[Examples of labeling with points]

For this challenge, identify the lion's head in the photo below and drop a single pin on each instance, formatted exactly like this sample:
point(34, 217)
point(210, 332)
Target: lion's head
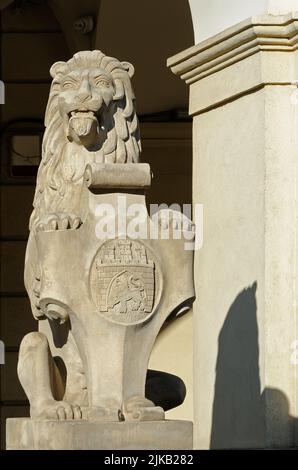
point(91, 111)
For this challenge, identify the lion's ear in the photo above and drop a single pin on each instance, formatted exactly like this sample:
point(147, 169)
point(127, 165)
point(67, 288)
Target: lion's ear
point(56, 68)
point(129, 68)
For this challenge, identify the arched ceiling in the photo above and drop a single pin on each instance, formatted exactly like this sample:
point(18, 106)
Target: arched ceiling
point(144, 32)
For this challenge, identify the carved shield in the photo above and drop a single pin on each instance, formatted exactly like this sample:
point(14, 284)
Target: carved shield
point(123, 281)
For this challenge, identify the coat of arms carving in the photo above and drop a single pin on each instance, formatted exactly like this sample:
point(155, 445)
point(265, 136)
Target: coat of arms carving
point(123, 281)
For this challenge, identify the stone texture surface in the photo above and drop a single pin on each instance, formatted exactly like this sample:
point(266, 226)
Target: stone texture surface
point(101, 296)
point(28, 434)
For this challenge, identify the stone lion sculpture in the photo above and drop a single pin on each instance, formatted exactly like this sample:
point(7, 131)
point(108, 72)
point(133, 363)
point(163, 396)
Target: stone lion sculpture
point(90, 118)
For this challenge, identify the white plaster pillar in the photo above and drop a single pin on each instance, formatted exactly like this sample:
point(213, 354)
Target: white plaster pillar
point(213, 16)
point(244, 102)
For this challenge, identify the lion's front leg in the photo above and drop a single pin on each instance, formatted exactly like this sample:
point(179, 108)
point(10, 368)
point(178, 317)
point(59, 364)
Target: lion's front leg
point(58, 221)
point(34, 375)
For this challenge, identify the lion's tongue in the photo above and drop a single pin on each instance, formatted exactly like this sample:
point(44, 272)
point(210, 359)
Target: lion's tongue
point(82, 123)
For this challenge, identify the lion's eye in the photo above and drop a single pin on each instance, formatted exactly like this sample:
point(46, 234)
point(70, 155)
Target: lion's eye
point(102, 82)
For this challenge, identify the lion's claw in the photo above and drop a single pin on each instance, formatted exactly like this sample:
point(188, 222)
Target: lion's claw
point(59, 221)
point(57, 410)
---
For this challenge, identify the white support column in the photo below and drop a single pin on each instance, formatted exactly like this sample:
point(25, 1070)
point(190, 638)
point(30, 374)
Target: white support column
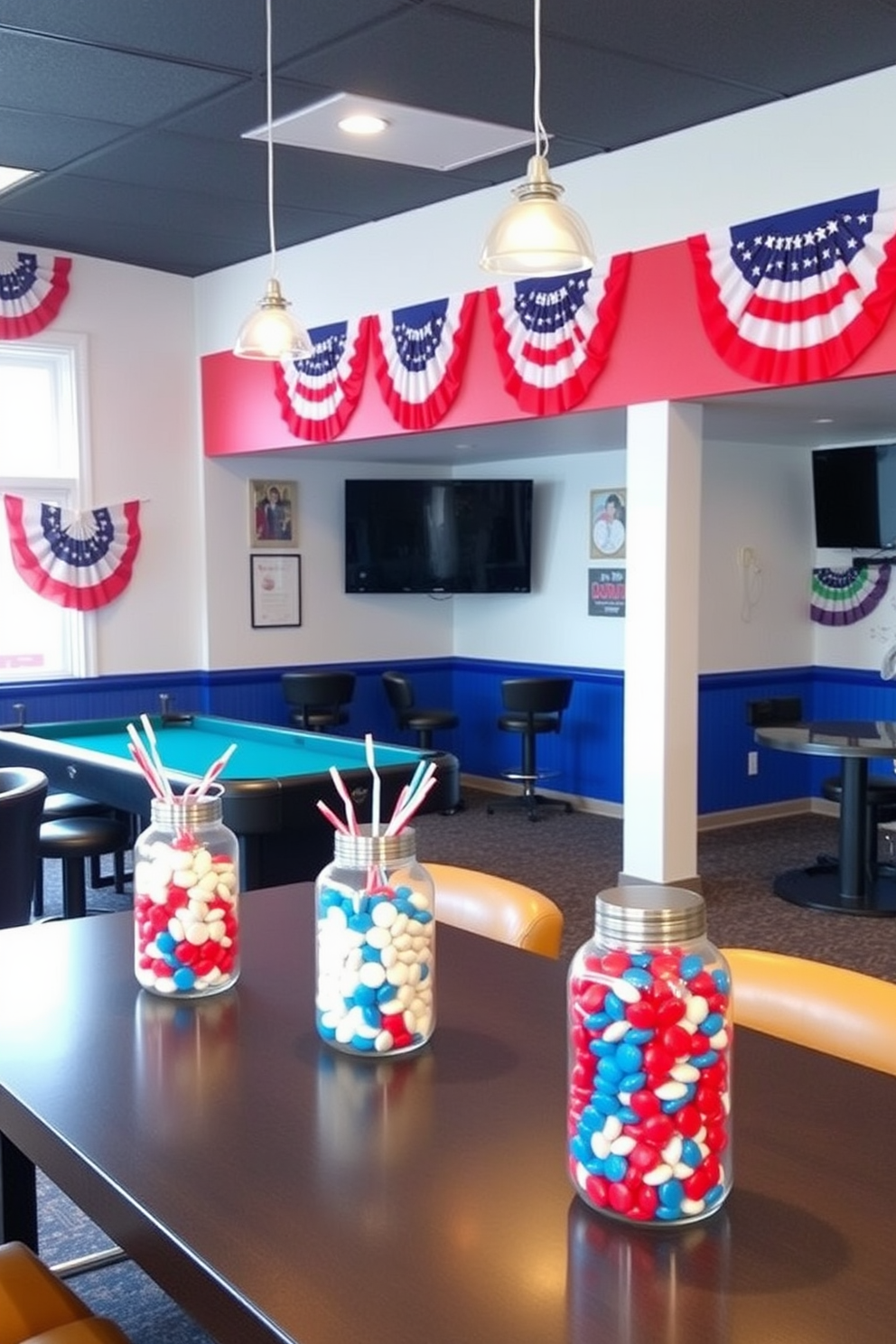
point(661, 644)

**Request**.
Copy out word for word everything in the material from the line containing "For this challenge, identify the white support" down to the line containing "point(661, 644)", including both of those lines. Leave the picture out of your copy.

**Task result**.
For this challenge, identify the white support column in the photo below and drop a single pin on each instance, formatted exactly like this sample:
point(25, 1070)
point(190, 638)
point(30, 374)
Target: white support column
point(661, 644)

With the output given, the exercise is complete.